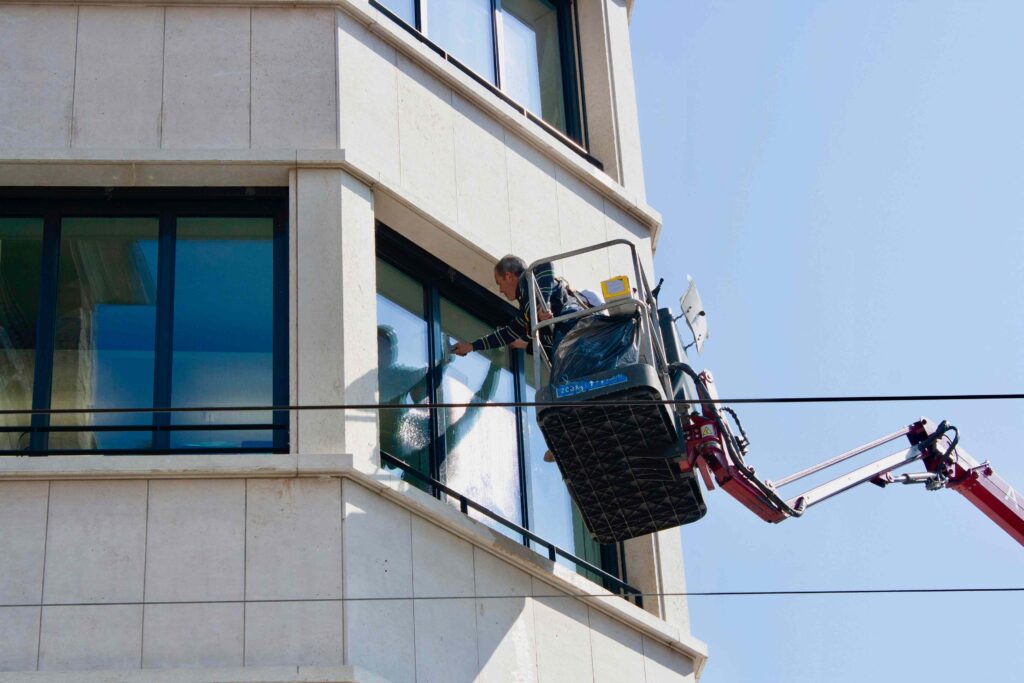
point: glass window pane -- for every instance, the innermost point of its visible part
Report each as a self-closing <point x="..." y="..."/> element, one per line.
<point x="401" y="370"/>
<point x="481" y="459"/>
<point x="223" y="330"/>
<point x="464" y="29"/>
<point x="404" y="9"/>
<point x="531" y="61"/>
<point x="20" y="255"/>
<point x="105" y="326"/>
<point x="552" y="514"/>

WORK TO COMPLETE:
Reproduce the listing exactly. Do not include its images.

ANSWER FOR THE TASK:
point: glass window pane -- for every instance, the innermost point of its visible part
Report each as a self-closing <point x="..." y="..."/> element, one per line.
<point x="401" y="370"/>
<point x="481" y="459"/>
<point x="223" y="330"/>
<point x="464" y="29"/>
<point x="404" y="9"/>
<point x="531" y="61"/>
<point x="20" y="255"/>
<point x="105" y="326"/>
<point x="552" y="514"/>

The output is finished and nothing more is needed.